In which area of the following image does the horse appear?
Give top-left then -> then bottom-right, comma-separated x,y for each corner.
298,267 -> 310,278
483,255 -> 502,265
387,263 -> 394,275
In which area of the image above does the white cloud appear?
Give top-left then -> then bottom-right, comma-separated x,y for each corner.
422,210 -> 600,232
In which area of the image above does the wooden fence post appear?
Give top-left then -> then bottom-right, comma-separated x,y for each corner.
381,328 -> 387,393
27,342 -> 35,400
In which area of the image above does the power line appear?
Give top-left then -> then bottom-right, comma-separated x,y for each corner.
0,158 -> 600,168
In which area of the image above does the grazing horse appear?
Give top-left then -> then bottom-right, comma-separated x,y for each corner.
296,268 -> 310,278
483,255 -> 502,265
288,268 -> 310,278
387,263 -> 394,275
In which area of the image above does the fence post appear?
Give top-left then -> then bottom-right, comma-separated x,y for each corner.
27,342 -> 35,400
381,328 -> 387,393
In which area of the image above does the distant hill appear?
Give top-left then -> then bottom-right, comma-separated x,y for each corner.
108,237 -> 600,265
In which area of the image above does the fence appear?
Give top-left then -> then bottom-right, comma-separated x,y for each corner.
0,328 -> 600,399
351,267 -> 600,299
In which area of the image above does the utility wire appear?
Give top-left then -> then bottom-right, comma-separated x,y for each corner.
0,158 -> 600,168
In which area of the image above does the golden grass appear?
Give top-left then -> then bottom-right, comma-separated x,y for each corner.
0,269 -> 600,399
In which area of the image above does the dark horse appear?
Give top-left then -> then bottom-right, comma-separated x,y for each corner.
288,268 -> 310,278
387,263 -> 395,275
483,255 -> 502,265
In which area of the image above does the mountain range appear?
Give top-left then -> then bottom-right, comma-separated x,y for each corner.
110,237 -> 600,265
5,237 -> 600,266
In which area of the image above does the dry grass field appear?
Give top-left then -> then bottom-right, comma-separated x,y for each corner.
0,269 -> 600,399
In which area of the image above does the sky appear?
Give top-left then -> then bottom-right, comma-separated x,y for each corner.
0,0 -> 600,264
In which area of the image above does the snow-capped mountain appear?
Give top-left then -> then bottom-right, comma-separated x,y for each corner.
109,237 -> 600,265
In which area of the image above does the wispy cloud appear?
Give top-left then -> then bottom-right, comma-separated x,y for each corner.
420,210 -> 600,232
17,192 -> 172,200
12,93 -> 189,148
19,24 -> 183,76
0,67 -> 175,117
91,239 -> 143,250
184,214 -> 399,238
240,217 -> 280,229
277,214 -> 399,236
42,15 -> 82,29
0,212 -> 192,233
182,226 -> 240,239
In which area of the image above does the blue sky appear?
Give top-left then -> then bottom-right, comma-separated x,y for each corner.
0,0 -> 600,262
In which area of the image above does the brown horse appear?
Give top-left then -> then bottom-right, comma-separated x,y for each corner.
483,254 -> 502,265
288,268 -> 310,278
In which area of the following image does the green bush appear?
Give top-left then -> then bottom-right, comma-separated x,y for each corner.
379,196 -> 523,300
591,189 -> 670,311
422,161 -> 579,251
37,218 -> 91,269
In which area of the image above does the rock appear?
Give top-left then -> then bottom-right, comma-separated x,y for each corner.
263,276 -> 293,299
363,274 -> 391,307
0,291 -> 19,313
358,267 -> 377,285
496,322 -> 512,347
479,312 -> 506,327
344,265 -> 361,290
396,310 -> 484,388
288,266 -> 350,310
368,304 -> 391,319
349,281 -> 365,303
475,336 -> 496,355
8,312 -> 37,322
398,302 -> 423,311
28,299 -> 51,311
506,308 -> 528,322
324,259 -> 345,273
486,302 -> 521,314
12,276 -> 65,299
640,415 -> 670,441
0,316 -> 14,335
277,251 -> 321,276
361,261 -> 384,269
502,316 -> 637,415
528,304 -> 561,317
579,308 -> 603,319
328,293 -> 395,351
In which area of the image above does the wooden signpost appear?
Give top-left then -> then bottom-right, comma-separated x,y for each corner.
..........
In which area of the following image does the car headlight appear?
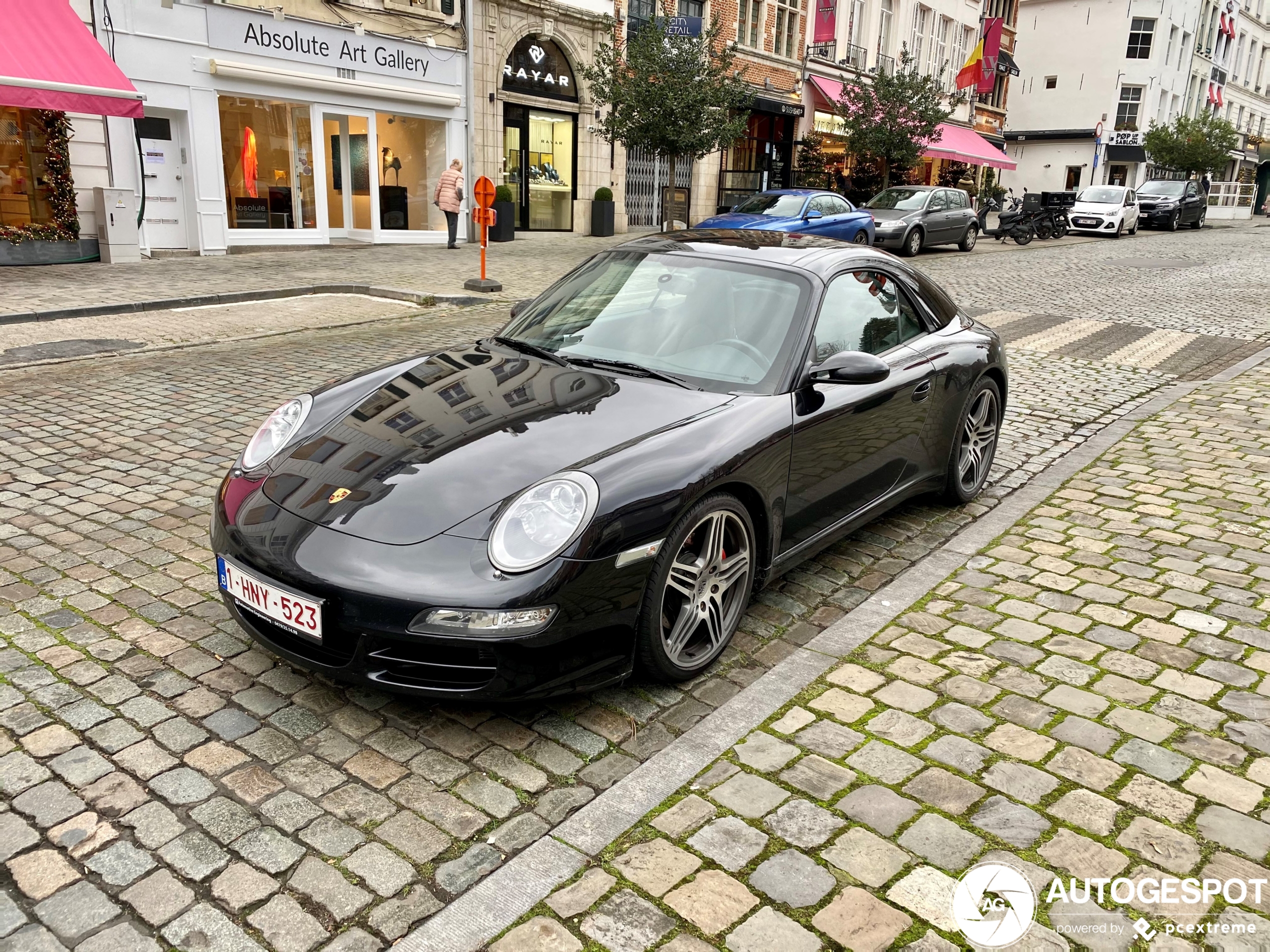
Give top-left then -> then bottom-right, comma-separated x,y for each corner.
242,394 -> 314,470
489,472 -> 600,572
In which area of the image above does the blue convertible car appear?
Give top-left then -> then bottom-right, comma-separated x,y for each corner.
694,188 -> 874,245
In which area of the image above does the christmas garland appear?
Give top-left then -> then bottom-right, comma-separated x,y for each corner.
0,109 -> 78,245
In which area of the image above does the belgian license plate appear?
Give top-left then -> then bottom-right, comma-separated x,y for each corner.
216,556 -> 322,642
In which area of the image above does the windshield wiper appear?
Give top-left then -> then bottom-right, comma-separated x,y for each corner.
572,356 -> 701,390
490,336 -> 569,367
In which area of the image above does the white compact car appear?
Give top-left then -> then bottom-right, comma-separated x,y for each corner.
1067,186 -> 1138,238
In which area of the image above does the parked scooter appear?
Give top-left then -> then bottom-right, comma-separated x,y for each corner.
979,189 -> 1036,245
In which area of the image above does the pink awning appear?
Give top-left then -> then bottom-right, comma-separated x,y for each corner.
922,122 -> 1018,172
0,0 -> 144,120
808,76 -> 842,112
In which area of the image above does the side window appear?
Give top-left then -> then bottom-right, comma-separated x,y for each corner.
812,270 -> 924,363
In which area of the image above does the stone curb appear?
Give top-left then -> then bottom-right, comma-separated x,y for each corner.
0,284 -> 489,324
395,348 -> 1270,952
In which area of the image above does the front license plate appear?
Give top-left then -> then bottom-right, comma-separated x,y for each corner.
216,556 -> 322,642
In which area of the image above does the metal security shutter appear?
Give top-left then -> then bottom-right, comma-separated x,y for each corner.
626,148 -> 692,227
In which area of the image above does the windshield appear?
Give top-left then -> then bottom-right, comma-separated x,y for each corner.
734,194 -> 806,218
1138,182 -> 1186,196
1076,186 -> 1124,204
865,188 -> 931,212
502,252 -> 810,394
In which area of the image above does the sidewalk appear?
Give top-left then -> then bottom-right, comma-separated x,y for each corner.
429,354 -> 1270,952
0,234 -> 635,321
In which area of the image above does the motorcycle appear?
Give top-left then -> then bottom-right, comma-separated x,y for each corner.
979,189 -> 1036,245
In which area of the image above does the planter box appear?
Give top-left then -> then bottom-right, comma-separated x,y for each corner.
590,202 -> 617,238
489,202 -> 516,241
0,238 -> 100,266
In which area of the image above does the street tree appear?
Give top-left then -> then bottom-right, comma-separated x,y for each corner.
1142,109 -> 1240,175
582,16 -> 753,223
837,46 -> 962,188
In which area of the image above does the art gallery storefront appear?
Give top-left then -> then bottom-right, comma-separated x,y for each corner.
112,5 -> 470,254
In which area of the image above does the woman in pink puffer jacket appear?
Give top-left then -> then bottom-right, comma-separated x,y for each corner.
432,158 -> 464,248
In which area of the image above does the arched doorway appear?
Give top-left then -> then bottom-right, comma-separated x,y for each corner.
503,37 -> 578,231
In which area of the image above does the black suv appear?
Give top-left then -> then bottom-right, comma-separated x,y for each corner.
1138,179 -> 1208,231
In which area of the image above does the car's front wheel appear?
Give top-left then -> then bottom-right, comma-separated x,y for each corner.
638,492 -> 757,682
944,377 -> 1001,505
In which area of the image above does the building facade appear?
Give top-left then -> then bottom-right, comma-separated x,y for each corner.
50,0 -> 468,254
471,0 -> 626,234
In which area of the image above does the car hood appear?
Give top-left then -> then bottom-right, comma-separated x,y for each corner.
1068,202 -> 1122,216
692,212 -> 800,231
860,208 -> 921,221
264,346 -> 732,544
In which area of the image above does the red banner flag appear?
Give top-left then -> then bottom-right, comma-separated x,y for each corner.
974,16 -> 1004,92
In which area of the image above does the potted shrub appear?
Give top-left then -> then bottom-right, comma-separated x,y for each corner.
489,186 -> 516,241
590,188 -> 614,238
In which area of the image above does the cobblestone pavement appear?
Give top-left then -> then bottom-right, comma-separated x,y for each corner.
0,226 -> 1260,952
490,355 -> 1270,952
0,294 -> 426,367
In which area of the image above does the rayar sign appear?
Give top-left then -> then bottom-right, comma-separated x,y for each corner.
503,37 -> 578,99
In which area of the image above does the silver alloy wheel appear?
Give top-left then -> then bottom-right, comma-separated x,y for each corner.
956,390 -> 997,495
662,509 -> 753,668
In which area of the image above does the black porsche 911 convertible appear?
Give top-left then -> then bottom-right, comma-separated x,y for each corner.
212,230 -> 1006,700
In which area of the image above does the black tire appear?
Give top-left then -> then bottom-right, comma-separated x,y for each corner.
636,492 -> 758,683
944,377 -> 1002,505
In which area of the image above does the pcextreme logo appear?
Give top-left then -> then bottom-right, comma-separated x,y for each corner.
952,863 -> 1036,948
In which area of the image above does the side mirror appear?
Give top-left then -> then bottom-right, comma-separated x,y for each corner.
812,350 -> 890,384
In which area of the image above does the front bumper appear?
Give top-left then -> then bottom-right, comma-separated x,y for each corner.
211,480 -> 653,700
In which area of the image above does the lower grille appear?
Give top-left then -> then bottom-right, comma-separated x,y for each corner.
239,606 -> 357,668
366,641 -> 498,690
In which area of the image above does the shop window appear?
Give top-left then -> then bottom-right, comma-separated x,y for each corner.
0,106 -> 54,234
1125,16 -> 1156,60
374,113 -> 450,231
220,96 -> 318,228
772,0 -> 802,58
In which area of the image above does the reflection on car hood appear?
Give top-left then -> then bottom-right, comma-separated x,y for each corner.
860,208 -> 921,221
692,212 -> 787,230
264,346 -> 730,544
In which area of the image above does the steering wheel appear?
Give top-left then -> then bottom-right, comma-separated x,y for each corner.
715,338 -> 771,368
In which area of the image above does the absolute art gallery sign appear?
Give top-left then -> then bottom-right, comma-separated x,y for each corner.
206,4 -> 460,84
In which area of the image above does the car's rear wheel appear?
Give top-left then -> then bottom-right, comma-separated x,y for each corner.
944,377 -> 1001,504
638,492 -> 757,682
..........
O que fazer -> Transcreva sem nenhuma alteração tudo o que vai da linha que contém "In which area of the image above does the cobblestone" até a linha que contém "366,641 -> 498,690", incluindo ambas.

Resposta da tarefa ->
In which area of the image above does the cobblestone pavement appear?
Give top-left then -> then bottom-right, comma-separated x,y for each corner.
0,226 -> 1260,952
490,355 -> 1270,952
0,294 -> 426,367
In which area of the image above does the rayar sign appear?
Give top-left then -> then bottom-right, comma-separated x,y for each corner.
503,37 -> 578,99
In which area of the image above does the silver alloy wheel appear?
Give top-left then -> then bottom-right, comma-separated x,y for each corner.
956,390 -> 997,495
662,509 -> 753,668
In which area of the image above does the black porsche 911 convertible appear?
Give top-left then -> then bottom-right, comma-separated x,y for each corner.
212,230 -> 1006,700
In which area of the image above does the black tire appear?
Give top-left then -> then bottom-right, comma-separated x,y for each corner.
636,492 -> 758,683
944,377 -> 1002,505
In which area of the image above does the pcextreme logo appear?
Give top-left then -> then bottom-right, comma-separated x,y for each corner.
952,863 -> 1036,948
In which area of the image above does the side mirror appear?
Give top-left then -> then bottom-right, comma-separated x,y for each corner.
812,350 -> 890,384
In which area of the image above does the front bumper appear?
Give top-left then -> then bottom-right, comma-separated x,y for each corner.
211,480 -> 653,700
In which area of the image above does the lower grille appear?
Give top-left then -> then bottom-right, comma-separated x,y for each corner.
239,606 -> 357,668
366,641 -> 498,690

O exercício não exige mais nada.